[Items listed in a dataset]
------

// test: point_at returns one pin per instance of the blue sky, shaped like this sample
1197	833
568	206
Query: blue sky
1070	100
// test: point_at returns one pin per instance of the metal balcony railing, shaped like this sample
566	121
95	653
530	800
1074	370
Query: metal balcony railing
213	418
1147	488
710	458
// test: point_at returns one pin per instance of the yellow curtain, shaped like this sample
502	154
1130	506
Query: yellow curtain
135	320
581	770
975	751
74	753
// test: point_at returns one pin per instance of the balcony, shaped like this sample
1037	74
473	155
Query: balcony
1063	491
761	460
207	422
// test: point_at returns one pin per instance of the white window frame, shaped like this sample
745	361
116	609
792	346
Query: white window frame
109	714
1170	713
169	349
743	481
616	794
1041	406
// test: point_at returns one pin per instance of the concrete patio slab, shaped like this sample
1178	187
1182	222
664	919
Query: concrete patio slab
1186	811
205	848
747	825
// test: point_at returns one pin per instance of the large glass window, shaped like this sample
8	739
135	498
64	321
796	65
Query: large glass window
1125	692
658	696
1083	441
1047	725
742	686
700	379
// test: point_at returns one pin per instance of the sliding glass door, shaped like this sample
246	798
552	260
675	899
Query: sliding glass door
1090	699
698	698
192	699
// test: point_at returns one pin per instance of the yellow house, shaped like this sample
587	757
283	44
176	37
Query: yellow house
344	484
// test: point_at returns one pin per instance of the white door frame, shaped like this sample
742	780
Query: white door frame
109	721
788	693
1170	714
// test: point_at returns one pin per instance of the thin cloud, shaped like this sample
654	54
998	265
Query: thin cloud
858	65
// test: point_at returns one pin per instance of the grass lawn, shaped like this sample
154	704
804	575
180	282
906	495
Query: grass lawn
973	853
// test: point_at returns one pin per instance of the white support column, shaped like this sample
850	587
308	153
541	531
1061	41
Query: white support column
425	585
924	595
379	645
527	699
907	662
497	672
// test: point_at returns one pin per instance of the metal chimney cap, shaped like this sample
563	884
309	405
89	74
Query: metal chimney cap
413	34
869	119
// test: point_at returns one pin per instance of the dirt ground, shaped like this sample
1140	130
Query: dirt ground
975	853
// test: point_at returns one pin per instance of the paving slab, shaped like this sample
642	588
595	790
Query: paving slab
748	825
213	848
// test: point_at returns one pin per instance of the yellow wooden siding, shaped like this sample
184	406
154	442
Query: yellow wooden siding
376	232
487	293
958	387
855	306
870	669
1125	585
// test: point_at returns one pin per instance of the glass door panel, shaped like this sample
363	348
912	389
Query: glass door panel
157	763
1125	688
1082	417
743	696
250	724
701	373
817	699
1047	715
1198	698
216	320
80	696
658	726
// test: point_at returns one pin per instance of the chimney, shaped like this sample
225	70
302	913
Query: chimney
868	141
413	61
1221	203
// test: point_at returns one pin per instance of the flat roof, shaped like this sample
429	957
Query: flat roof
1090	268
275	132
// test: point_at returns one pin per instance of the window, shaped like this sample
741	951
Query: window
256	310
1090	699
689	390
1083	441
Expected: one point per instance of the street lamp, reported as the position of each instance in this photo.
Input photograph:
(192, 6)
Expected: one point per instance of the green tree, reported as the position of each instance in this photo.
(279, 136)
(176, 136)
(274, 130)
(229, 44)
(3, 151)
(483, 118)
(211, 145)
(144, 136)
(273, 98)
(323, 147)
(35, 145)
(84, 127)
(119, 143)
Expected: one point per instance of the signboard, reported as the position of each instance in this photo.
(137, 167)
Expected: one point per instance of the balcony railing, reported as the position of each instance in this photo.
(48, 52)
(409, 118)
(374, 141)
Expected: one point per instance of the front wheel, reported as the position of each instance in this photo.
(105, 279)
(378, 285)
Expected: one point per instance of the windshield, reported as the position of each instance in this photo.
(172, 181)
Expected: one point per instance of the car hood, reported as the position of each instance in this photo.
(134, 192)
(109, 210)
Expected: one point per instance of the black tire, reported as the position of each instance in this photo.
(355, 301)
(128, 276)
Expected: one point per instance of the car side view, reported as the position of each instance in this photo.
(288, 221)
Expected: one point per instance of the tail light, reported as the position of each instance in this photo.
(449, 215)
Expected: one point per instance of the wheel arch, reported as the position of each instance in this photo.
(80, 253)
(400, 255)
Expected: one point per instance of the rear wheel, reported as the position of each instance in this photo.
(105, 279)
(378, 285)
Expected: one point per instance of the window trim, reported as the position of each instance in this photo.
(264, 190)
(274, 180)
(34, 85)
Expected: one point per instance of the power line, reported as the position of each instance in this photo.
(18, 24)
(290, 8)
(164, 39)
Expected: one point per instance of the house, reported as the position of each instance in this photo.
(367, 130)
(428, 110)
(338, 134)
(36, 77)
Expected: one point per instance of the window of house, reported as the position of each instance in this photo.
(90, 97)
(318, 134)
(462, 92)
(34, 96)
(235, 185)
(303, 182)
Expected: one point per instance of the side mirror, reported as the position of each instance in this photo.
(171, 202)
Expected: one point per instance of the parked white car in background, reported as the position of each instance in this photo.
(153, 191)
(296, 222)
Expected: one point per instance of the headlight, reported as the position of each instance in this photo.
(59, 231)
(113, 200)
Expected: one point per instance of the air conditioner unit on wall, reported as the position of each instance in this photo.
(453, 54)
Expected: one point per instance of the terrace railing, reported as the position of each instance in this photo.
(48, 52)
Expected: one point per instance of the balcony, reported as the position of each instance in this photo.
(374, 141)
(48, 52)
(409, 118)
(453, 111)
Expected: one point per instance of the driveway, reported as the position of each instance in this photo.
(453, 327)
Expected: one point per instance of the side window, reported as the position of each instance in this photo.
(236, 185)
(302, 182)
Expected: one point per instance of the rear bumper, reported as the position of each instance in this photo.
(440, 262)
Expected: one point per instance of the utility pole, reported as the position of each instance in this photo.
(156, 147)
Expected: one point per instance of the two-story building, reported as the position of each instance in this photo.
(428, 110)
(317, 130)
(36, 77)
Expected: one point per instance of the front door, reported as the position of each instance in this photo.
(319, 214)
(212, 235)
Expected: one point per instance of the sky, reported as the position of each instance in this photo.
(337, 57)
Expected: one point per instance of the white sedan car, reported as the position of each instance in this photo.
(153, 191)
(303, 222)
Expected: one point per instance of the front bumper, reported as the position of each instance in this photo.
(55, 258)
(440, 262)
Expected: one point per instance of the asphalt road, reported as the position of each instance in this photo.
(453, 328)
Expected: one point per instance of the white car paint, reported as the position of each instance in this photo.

------

■ TASK DESCRIPTION ■
Retype the listing above in full, with no alterations.

■ COMPLETED EXERCISE ■
// test: point_at returns one pin per instance of the blue sky, shaped like this sample
1197	833
568	206
Query: blue sky
1070	100
// test: point_at returns one pin per instance of the metal balcony railing, shaped like this sample
566	121
95	653
530	800
1074	370
Query: metal balcony railing
213	418
1147	488
710	458
// test: point_at returns one pin per instance of the yellow curtain, shaped like this sample
502	154
1130	506
Query: yellow curtain
135	320
581	770
975	751
74	753
// test: point_at returns one pin per instance of the balcony, shaped like this sample
1037	74
473	155
Query: balcony
1063	491
761	460
207	422
// test: point_at returns one pin per instance of the white window frame, shaped like this sample
745	361
116	609
792	346
Query: white window frame
109	714
1170	713
169	349
743	481
616	794
1041	406
// test: point_at returns one pin per instance of the concrete patio slab, shaped like this sample
1178	187
1182	222
664	919
Query: concrete patio slab
1186	811
205	848
747	825
// test: point_at returns one pin per instance of the large glass window, shaped like this sample
8	739
135	498
64	321
796	65
Query: large glass window
1125	692
658	696
1083	441
1047	725
742	686
700	379
// test: point_at returns one pin per instance of the sliding glass door, shaped like this sample
246	798
552	260
675	899
Query: sliding glass door
1090	699
698	698
192	699
// test: point_at returns one pin per instance of the yellow house, shaped like this sample
587	757
283	44
176	37
Query: yellow house
344	484
// test: point_at returns one pin per instance of the white door frame, shaped like this sample
742	780
Query: white door frame
109	721
788	693
1170	714
// test: point_at returns one pin per instance of the thin cloud, shaped like this sample
654	54
998	265
Query: thin cloud
858	65
// test: point_at returns one pin per instance of the grass lawn, shaped like this sample
154	704
804	575
180	282
906	495
Query: grass lawn
973	853
// test: point_at returns one pin per instance of the white support column, shaped like this sample
850	587
308	153
541	531
1061	41
Query: white support column
425	585
924	595
379	645
527	699
907	662
497	672
// test: point_at returns one pin per instance of the metal chimney cap, shaped like this sample
563	884
309	405
89	74
Query: metal chimney cap
413	34
869	119
// test: point_at returns one pin per instance of the dirt ground, shaped like this sample
1140	130
Query: dirt ground
975	853
// test: point_at returns one pin per instance of the paving slab, shaped like this sample
642	588
595	790
Query: paving slab
748	825
213	848
// test: point_at returns one pin per instance of the yellow wooden siding, shaped like this sample
184	406
154	442
Query: yellow wooden siding
376	232
487	293
958	387
855	306
870	669
1125	585
// test: point_at returns one pin per instance of the glass door panel, shaped like this sample
363	348
912	389
Query: glass door panel
157	763
1125	688
1082	417
743	696
250	724
701	373
817	699
1047	715
1198	698
216	320
80	696
658	726
// test: point_at returns one pin per instance of the chimney, shaped like this sample
225	70
302	913
Query: chimney
868	141
413	61
1221	203
// test: point_at returns one pin per instance of the flat roof, shaped like this sample
429	957
Query: flat roof
1090	268
275	132
// test: point_at returns one pin per instance of the window, shaped like this sample
741	951
Query: window
256	310
1090	699
689	390
1083	441
Expected: one point per instance of the street lamp, reported as the position of each instance in this photo.
Input photograph:
(192, 6)
Expected: one point per instance of the green tree, reported as the position of each instance in this photo.
(279, 136)
(176, 136)
(274, 130)
(229, 44)
(3, 151)
(483, 118)
(211, 145)
(144, 136)
(273, 98)
(323, 147)
(35, 145)
(84, 127)
(119, 143)
Expected: one point per instance of the signboard, reported as the position of each instance in this photo.
(137, 167)
Expected: one point per instance of the balcony railing, reported as the position of each instance in this photo.
(48, 52)
(409, 118)
(374, 141)
Expected: one point per instance of the front wheel, reported as the position of each instance in this photo.
(105, 279)
(378, 285)
Expected: one point per instance of the windshield, reported as the position of each instance in this photo.
(172, 181)
Expected: one point per instance of the car hood, reported as the position of each instance in this photo.
(134, 192)
(109, 210)
Expected: one point per instance of the black tire, reported as the position of each instance in this photo.
(355, 301)
(128, 276)
Expected: one point per instance of the car side view, reported as the position of each instance in this photo.
(288, 221)
Expected: one point per instance of the tail light, reported as the position of each instance in this photo.
(449, 215)
Expected: one point per instance of the wheel arch, reported as the position of each instance in this photo.
(80, 253)
(400, 255)
Expected: one point per instance of the rear wheel, reported as the position of each instance in this photo.
(105, 279)
(378, 285)
Expected: one point per instance of the window trim, reported as the position of each instance in this photo.
(264, 190)
(274, 180)
(34, 85)
Expected: one point per instance of the power line, reported as the position of each instance in this photo.
(18, 24)
(290, 8)
(164, 39)
Expected: one point per instance of the house, reported as the position of each instance in this photo.
(367, 130)
(428, 110)
(338, 134)
(36, 77)
Expected: one point per instance of the window of house, reported as the position of each instance in this photo.
(90, 97)
(318, 134)
(462, 92)
(34, 96)
(235, 185)
(303, 182)
Expected: one point per instance of the side mirror, reported as the position of each instance in this photo.
(171, 202)
Expected: one point per instance of the parked white car in background, reported as the position of each instance in this photo.
(153, 191)
(296, 222)
Expected: one point per instance of the headlight, reported as the position of each instance in this photo.
(59, 231)
(113, 200)
Expected: one point per instance of the air conditioner unit on wall, reported as the position of each instance in this photo.
(453, 54)
Expected: one point per instance of the terrace railing, reported as the position of each instance in this photo.
(48, 52)
Expected: one point per instance of the balcony, reported as the position of each instance in this photo.
(374, 141)
(48, 52)
(409, 118)
(453, 111)
Expected: one point per instance of the driveway, reported as the position of each instance in this photo.
(453, 327)
Expected: one point per instance of the side window, reported as the position of each instance in this photo.
(236, 185)
(302, 182)
Expected: one point per instance of the rear bumper, reported as the position of each instance in this photo.
(440, 262)
Expected: one point per instance of the utility pole, reported as the position of each instance in this photo.
(156, 147)
Expected: one point per instance of the two-story building, reported as the position of each instance in this photo.
(428, 110)
(317, 130)
(36, 77)
Expected: one point per instance of the front door, reported as the position of each instance in this photo.
(319, 214)
(212, 235)
Expected: one point per instance of the sky, reported as the position of each instance in this photo.
(337, 57)
Expected: one point per instance of the white sedan car, reported as the position of each instance in this photo.
(153, 191)
(303, 222)
Expected: one point per instance of the front bumper, reported as the position of each instance in this photo.
(55, 258)
(440, 262)
Expected: one point per instance of the asphalt road, reported as the position of each instance in this photo.
(453, 328)
Expected: one point per instance of the white car paint, reported as the position of each instance in this photo.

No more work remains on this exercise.